■ TEXTE FOURNI:
>>>

Car bien sûr, avoir analysé et compris cet événement alors sans précédent, permet de préparer les suivants. Ce travail a-t-il été fait par l'Intérieur ? Non : on le prouve par un article du 31 mars passé, titré "Confinement : la peur d'un second front en banlieue". Prenant manifestement sous la dictée les propos de sa source officielle, le journaliste parle de "peur d'un embrasement généralisé des banlieues comme en 2005".

Seuls problèmes - qui trahissent Ô combien, on le verra plus bas, la présente et double ignorance qu'a l'Intérieur de notre histoire sécuritaire nationale :

- Il n'y a JAMAIS eu d'"embrasement généralisé" des banlieues en octobre-novembre 2005,

- Et l'analyse de ce non-"embrasement généralisé" des banlieues - travail fouillé, cartographié, avec tableaux et minutieuse chronologie - fut publiée en 2007 dans les Cahiers de la Sécurité Intérieure, revue alors éditée sous l'égide de l'Intérieur lui-même !

Durant la phase d'émeute de 2005 en effet, même à son épicentre de Seine-Saint-Denis, nul épisode local (incendie... agressions de policiers...) ne dura plus de trois jours. Propagé par des bandes juvéniles, l'incendie courut de quartier hors-contrôle à cité chaude, sans rien de général, de durable ni de concerté : tableau des risques tout différent, donc et une analyse bien sûr décisive pour préparer tout retour du phénomène. 

Or ça, l'Intérieur n'en tient pas compte - voire, l'a oublié. C'est grave : chacun sait en effet - ou devrait savoir - que la compétence, ou confiance dans sa propre expertise, forme (avec sa force économique et de solides alliances) le trépied de la puissance d'un État-nation. Seule sa compétence-expertise lui permet de prévoir juste et à temps.

<<<

■ LISTE DES TÂCHES:
[1] Imprimez le passage du texte sur les émeutes de 2005 compris entre "- Il n'y a JAMAIS" et "retour du phénomène.", bornes incluses.
[2] Pour chaque affirmation, indiquez si elle concorde avec le texte sur les émeutes de 2005 : répondez par oui ou par non et citez mot pour mot les termes décisifs du texte. (a) Durant la phase d'émeute de 2005, aucun épisode local n'a duré plus de trois jours, même en Seine-Saint-Denis. (b) L'analyse de ces événements a été publiée en 2010 dans une revue indépendante de l'Intérieur. (c) La compétence forme à elle seule le trépied de la puissance d'un État-nation.

■ DONNÉES ENREGISTRÉES:
>>>

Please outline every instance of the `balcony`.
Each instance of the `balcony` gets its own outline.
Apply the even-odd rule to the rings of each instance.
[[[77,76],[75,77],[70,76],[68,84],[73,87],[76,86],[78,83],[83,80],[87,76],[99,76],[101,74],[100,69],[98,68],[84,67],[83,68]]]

<<<

■ RÉPONSES PAR TÂCHE:
[1]
- Il n'y a JAMAIS eu d'"embrasement généralisé" des banlieues en octobre-novembre 2005,

- Et l'analyse de ce non-"embrasement généralisé" des banlieues - travail fouillé, cartographié, avec tableaux et minutieuse chronologie - fut publiée en 2007 dans les Cahiers de la Sécurité Intérieure, revue alors éditée sous l'égide de l'Intérieur lui-même !

Durant la phase d'émeute de 2005 en effet, même à son épicentre de Seine-Saint-Denis, nul épisode local (incendie... agressions de policiers...) ne dura plus de trois jours. Propagé par des bandes juvéniles, l'incendie courut de quartier hors-contrôle à cité chaude, sans rien de général, de durable ni de concerté : tableau des risques tout différent, donc et une analyse bien sûr décisive pour préparer tout retour du phénomène.

[2]
(a) Oui : « même à son épicentre de Seine-Saint-Denis, nul épisode local (incendie... agressions de policiers...) ne dura plus de trois jours ».
(b) Non : « fut publiée en 2007 dans les Cahiers de la Sécurité Intérieure, revue alors éditée sous l'égide de l'Intérieur lui-même ».
(c) Non : « la compétence, ou confiance dans sa propre expertise, forme (avec sa force économique et de solides alliances) le trépied de la puissance d'un État-nation ».